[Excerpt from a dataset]
++++
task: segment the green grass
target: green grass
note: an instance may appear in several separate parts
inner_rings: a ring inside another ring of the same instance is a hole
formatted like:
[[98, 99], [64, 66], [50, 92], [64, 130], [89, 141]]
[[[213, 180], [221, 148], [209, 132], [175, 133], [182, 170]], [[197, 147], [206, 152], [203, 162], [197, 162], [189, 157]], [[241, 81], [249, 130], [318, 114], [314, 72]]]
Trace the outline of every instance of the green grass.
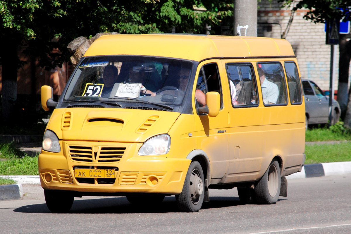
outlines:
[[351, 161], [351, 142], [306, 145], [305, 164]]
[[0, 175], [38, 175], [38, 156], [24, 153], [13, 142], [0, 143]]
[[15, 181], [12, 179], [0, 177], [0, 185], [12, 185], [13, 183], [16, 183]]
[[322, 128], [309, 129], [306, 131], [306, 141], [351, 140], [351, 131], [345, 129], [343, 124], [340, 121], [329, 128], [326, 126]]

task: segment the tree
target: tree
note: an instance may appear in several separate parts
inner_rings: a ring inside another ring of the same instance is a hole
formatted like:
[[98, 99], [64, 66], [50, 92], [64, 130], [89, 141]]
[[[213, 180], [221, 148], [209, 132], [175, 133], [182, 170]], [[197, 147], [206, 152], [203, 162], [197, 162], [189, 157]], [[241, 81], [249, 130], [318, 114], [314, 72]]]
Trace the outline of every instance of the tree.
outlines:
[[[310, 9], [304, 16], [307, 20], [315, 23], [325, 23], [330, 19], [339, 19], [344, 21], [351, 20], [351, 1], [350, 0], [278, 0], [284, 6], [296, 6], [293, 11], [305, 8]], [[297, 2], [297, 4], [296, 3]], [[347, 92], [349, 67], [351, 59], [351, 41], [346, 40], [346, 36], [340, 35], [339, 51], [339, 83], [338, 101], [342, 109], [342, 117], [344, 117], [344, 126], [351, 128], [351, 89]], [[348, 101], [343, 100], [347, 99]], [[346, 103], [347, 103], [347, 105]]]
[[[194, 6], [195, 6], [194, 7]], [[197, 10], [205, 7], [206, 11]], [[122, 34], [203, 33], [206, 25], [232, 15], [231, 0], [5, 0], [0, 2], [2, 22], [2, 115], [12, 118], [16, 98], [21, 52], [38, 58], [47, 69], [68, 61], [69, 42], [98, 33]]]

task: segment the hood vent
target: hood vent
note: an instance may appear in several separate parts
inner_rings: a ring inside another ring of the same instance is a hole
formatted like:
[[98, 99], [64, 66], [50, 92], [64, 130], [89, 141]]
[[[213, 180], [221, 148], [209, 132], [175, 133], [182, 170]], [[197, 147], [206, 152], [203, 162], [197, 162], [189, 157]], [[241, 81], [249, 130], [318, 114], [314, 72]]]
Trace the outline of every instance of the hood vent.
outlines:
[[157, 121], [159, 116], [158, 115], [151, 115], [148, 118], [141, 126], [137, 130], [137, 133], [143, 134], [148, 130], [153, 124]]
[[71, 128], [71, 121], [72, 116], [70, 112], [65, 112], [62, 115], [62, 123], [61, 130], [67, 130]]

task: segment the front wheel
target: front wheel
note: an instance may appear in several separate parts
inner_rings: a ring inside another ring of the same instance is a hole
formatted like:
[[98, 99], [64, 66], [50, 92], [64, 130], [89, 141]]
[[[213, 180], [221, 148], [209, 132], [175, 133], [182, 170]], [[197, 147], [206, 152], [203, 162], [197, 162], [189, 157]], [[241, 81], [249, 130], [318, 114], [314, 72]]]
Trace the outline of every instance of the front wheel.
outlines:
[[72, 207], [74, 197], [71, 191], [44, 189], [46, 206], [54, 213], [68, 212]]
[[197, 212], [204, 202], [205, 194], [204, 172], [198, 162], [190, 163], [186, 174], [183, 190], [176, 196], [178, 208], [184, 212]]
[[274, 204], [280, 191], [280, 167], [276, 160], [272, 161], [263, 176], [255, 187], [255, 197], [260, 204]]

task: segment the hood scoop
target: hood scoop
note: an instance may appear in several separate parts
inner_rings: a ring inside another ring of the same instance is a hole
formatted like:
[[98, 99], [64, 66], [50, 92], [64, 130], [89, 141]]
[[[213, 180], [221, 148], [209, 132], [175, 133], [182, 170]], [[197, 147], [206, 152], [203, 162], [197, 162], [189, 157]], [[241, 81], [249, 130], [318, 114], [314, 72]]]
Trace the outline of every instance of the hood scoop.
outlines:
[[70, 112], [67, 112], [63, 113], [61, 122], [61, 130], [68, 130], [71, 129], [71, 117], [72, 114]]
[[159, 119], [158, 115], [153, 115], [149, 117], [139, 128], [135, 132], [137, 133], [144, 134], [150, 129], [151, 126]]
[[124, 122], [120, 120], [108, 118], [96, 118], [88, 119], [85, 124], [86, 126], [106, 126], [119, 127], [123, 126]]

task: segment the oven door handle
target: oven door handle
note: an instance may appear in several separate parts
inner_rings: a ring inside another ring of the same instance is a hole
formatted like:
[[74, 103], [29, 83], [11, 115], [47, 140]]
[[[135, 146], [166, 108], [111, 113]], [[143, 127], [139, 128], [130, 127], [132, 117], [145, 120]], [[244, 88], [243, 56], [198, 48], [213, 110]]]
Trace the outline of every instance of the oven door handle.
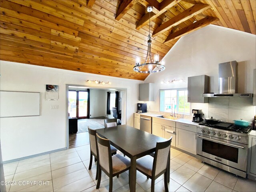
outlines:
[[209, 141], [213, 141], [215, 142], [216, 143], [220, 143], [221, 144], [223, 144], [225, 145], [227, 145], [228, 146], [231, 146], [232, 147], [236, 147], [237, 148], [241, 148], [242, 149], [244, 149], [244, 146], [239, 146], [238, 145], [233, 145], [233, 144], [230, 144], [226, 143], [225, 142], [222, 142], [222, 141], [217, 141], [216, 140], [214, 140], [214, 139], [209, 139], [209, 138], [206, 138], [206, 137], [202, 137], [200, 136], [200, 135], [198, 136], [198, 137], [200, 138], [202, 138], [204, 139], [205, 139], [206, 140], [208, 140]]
++++
EXERCISE - Go through the entries above and print each one exactly, minus the pictures.

PROBLEM SOLUTION -
task: segment the green grass
target: green grass
note: an instance may appear in several separate parts
inner_rings: a ring inside another ring of the same instance is a hole
formatted like:
[[98, 99], [64, 66], [50, 92], [64, 130], [89, 141]]
[[[213, 180], [221, 148], [209, 132], [175, 133], [182, 170]], [[197, 147], [206, 152], [203, 162], [197, 162], [189, 157]], [[241, 81], [249, 130], [318, 114], [314, 72]]]
Trace the outline of every instance of the green grass.
outlines:
[[351, 161], [351, 142], [306, 145], [305, 164]]
[[0, 175], [38, 175], [38, 156], [24, 153], [13, 142], [0, 143]]
[[15, 181], [12, 179], [0, 177], [0, 185], [12, 185], [13, 183], [16, 183]]
[[322, 128], [309, 129], [306, 131], [306, 141], [351, 140], [351, 131], [345, 129], [343, 124], [340, 121], [329, 128], [326, 126]]

task: segment the tree
target: tree
note: an instance may appear in several separate parts
inner_rings: a ring inside another ring of the same instance is a hole
formatted like:
[[98, 99], [64, 66], [50, 92], [64, 130], [89, 141]]
[[[213, 180], [221, 148], [209, 132], [175, 133], [182, 170]], [[197, 147], [206, 152], [203, 162], [197, 162], [189, 157]], [[241, 81], [249, 130], [318, 114], [314, 72]]]
Trace the outline of every instance of the tree.
outlines:
[[[310, 9], [304, 16], [307, 20], [315, 23], [325, 23], [330, 19], [339, 19], [344, 21], [351, 20], [351, 1], [350, 0], [278, 0], [284, 6], [296, 6], [293, 11], [305, 8]], [[297, 2], [297, 4], [296, 3]], [[347, 92], [349, 67], [351, 59], [351, 41], [346, 40], [346, 36], [340, 35], [339, 51], [339, 83], [338, 101], [342, 109], [342, 117], [344, 117], [344, 126], [351, 128], [351, 89]], [[348, 101], [343, 100], [347, 99]], [[346, 103], [347, 103], [347, 105]]]
[[[194, 6], [195, 6], [194, 7]], [[197, 10], [205, 7], [206, 11]], [[122, 34], [203, 33], [206, 25], [232, 15], [231, 0], [5, 0], [0, 2], [2, 22], [2, 115], [12, 118], [16, 98], [21, 52], [38, 58], [47, 69], [68, 61], [69, 42], [98, 33]]]

task: segment the hood vent
target: hood vent
note: an instance may appear in several separate parts
inner_rings: a ring inside another ring of the same instance is a hole
formatted like:
[[98, 99], [64, 66], [50, 92], [64, 130], [89, 141]]
[[[213, 180], [221, 148], [209, 132], [175, 133], [182, 170]], [[197, 147], [206, 152], [203, 162], [197, 162], [189, 157]], [[241, 81], [249, 130], [318, 114], [314, 72]]]
Trace the outline of every instance of the hood vent.
outlines:
[[157, 121], [159, 116], [158, 115], [151, 115], [148, 118], [141, 126], [137, 130], [137, 133], [143, 134], [148, 130], [153, 124]]
[[71, 128], [71, 121], [72, 116], [70, 112], [65, 112], [62, 115], [62, 123], [61, 130], [67, 130]]

task: segment the front wheel
target: front wheel
note: an instance may appear in several separate parts
inner_rings: a ring inside another ring of the same instance is a hole
formatted like:
[[98, 99], [64, 66], [50, 92], [64, 130], [89, 141]]
[[[213, 180], [221, 148], [209, 132], [175, 133], [182, 170]], [[197, 147], [206, 152], [203, 162], [197, 162], [189, 157]], [[241, 81], [249, 130], [318, 114], [314, 72]]]
Trace the outline of every instance of the front wheel.
outlines:
[[72, 207], [74, 197], [71, 191], [44, 189], [46, 206], [54, 213], [68, 212]]
[[197, 212], [204, 202], [205, 194], [204, 172], [198, 162], [190, 163], [186, 174], [183, 190], [176, 196], [178, 208], [184, 212]]
[[274, 204], [280, 191], [280, 167], [276, 160], [272, 161], [263, 176], [255, 187], [255, 197], [260, 204]]

task: segment the hood scoop
target: hood scoop
note: an instance may appear in several separate parts
inner_rings: a ring inside another ring of the same instance is a hole
formatted like:
[[98, 99], [64, 66], [50, 92], [64, 130], [89, 141]]
[[[213, 180], [221, 148], [209, 132], [175, 133], [182, 170]], [[197, 147], [206, 152], [203, 162], [197, 162], [189, 157]], [[241, 81], [249, 130], [318, 114], [314, 72]]]
Trace the outline of every instance of the hood scoop.
outlines:
[[70, 112], [67, 112], [63, 113], [61, 122], [61, 130], [68, 130], [71, 129], [71, 117], [72, 114]]
[[159, 119], [158, 115], [153, 115], [149, 117], [139, 128], [135, 132], [137, 133], [144, 134], [150, 129], [151, 126]]
[[124, 122], [120, 120], [108, 118], [96, 118], [88, 119], [85, 124], [86, 126], [106, 126], [119, 127], [123, 126]]

task: segment the oven door handle
target: oven door handle
note: an instance may appear in several separate parts
inner_rings: a ring inside another ring of the same instance is a hole
formatted like:
[[74, 103], [29, 83], [11, 115], [47, 140]]
[[[135, 146], [166, 108], [111, 113]], [[143, 127], [139, 128], [130, 127], [132, 117], [145, 120]], [[244, 88], [243, 56], [198, 48], [213, 110]]]
Trace the outline of every instance of the oven door handle.
outlines:
[[209, 141], [213, 141], [215, 142], [216, 143], [220, 143], [221, 144], [223, 144], [225, 145], [227, 145], [228, 146], [231, 146], [232, 147], [236, 147], [237, 148], [241, 148], [242, 149], [244, 149], [244, 146], [239, 146], [238, 145], [233, 145], [233, 144], [230, 144], [226, 143], [225, 142], [222, 142], [222, 141], [217, 141], [216, 140], [214, 140], [214, 139], [209, 139], [209, 138], [206, 138], [206, 137], [202, 137], [200, 136], [200, 135], [198, 136], [198, 137], [200, 138], [202, 138], [204, 139], [205, 139], [206, 140], [208, 140]]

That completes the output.